* [DIRECTION]: Copy every one of the records below word for word, leaving out the pictures.

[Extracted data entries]
--
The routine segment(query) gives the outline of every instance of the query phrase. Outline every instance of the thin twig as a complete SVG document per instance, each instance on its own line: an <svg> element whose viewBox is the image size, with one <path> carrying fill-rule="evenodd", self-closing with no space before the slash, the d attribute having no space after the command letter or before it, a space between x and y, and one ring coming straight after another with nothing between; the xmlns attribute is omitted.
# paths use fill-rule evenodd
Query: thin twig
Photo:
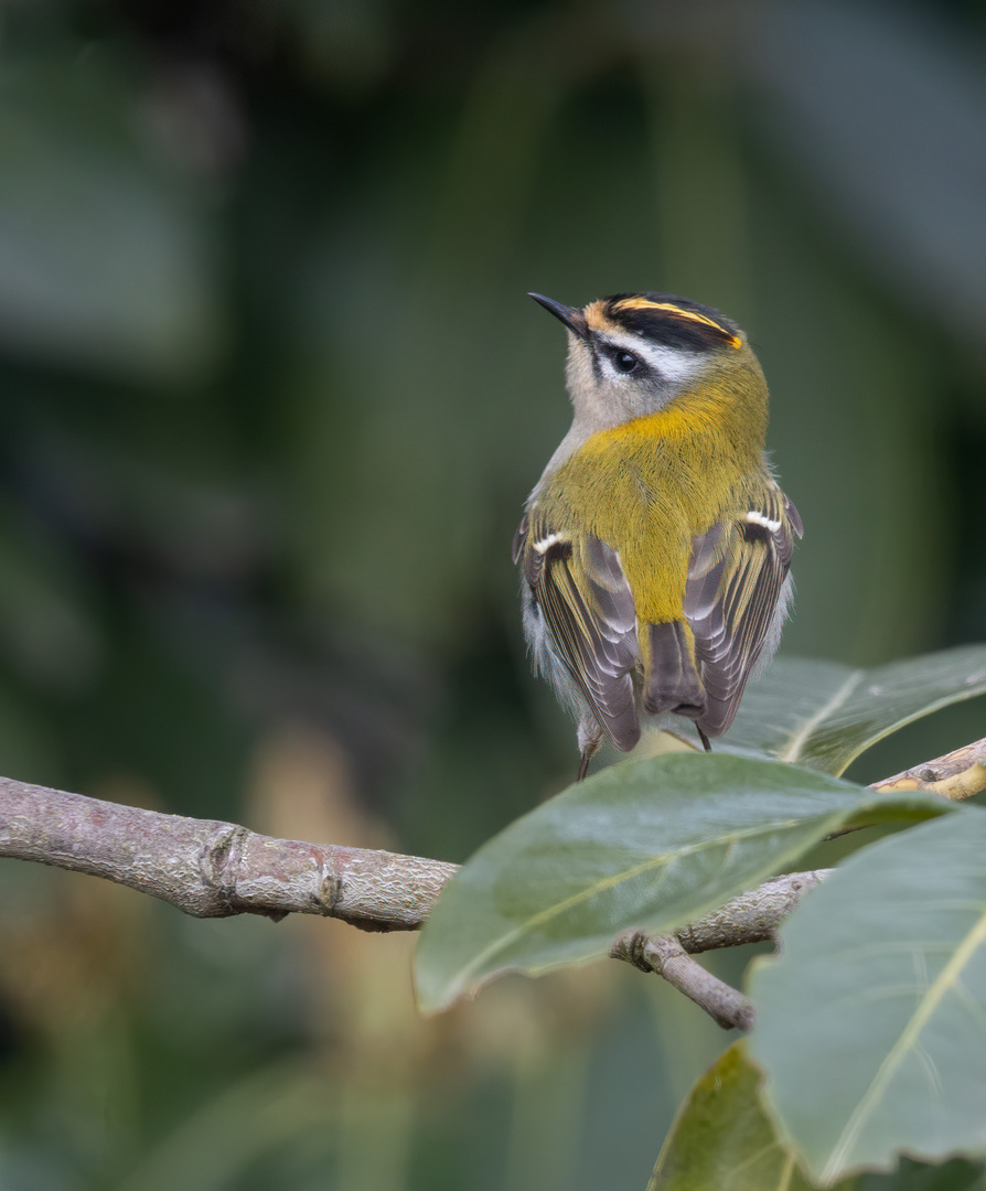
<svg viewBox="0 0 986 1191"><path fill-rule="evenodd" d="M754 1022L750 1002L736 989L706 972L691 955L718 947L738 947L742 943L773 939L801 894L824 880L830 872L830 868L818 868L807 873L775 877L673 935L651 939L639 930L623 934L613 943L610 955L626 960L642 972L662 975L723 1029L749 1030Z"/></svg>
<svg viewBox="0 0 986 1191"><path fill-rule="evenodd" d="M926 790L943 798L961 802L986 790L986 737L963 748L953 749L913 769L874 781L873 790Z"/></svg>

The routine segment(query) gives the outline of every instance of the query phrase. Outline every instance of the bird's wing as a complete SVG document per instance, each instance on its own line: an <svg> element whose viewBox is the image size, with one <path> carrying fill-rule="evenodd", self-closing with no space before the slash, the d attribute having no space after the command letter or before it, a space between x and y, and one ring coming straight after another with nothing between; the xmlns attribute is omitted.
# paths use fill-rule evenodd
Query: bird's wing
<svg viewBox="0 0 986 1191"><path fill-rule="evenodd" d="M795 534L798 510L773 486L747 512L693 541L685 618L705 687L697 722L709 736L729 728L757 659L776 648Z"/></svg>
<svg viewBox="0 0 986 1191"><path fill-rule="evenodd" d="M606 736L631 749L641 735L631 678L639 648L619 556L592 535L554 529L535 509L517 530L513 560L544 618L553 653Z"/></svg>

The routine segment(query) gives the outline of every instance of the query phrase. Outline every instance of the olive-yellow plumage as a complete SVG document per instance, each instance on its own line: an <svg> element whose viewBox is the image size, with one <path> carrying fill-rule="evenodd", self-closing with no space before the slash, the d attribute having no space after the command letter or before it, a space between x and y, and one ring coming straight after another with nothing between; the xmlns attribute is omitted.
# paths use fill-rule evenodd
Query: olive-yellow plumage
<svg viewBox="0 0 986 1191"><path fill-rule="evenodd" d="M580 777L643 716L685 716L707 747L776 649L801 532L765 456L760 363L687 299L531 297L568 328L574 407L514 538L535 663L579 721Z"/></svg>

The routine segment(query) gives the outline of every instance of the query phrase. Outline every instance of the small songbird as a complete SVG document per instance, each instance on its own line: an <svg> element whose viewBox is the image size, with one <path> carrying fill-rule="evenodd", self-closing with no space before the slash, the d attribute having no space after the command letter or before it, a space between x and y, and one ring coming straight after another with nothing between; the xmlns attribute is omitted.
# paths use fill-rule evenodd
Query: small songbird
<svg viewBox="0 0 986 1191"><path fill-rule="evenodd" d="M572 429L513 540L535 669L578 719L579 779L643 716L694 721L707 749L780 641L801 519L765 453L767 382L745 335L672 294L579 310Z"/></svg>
--
* [RESPONSE TO THE TASK]:
The routine segment(query) gives the outline of every instance of the query phrase. Outline every instance of the thin twig as a complete SVG document per instance, each instance on its own line: an <svg> element whose viewBox is the image size, with one <path> carrying fill-rule="evenodd", self-closing with no space before the slash, the d attribute having no space after the command letter or before it, a space between x and y, and one ring coming straight after another with nothing between; the xmlns attribute is omitted.
# paths use fill-rule evenodd
Query: thin twig
Photo:
<svg viewBox="0 0 986 1191"><path fill-rule="evenodd" d="M754 1022L750 1002L736 989L706 972L691 955L718 947L738 947L742 943L773 939L801 894L824 880L830 872L830 868L818 868L807 873L775 877L673 935L651 939L639 930L623 934L613 943L610 955L626 960L642 972L662 975L723 1029L749 1030Z"/></svg>
<svg viewBox="0 0 986 1191"><path fill-rule="evenodd" d="M926 790L943 798L961 802L986 790L986 737L963 748L953 749L913 769L874 781L873 790Z"/></svg>

The routine segment(query) gives the outline of every instance of the query phrase. Outline every instance of the bird's wing as a complete SVG document per instance, each instance on its own line: an <svg> element whose viewBox is the image size, with one <path> carrying fill-rule="evenodd", self-closing with no space before the slash, the d attribute having no space after the command letter or before it, a space between x and y, and one ring coming straight after another with nothing between; the xmlns attribute is omitted.
# paths use fill-rule evenodd
Query: bird's wing
<svg viewBox="0 0 986 1191"><path fill-rule="evenodd" d="M795 534L798 510L773 486L747 512L693 541L685 618L705 687L697 722L709 736L729 728L757 659L776 648Z"/></svg>
<svg viewBox="0 0 986 1191"><path fill-rule="evenodd" d="M606 736L631 749L641 735L631 678L639 648L619 556L592 535L554 529L535 509L517 530L513 560L544 618L553 653Z"/></svg>

The routine segment(query) gives the outline of every instance of the query phrase. Outline every instance of the olive-yellow plumage as a complete SVG document per instance, each instance on its own line: an <svg> element whose viewBox is the image size, with one <path> carrying fill-rule="evenodd", self-closing with no space before the slash, the d attribute having no space after the command letter or before it, a space between x and y, and one ring coming straight after another with nothing between; the xmlns attribute is omitted.
# paths use fill-rule evenodd
Query: olive-yellow plumage
<svg viewBox="0 0 986 1191"><path fill-rule="evenodd" d="M580 777L643 716L685 716L707 747L776 649L801 532L765 456L760 363L687 299L531 297L568 328L574 407L514 538L535 663L579 721Z"/></svg>

The routine segment(query) gives the outline of every instance of the query phrase. Outline every instance of the small songbird as a complete SVG document per instance, each instance on its own line: an <svg> element whose viewBox is the image size, with one <path> carrying fill-rule="evenodd", self-closing with no space before the slash, the d attribute having no space after the command letter or before it, a space between x and y, and one ring coming straight after another with nothing between; the xmlns attribute is omitted.
# paths use fill-rule evenodd
Query: small songbird
<svg viewBox="0 0 986 1191"><path fill-rule="evenodd" d="M572 429L513 540L535 669L578 719L579 779L643 716L694 721L707 749L780 641L801 519L765 453L767 382L745 335L672 294L579 310Z"/></svg>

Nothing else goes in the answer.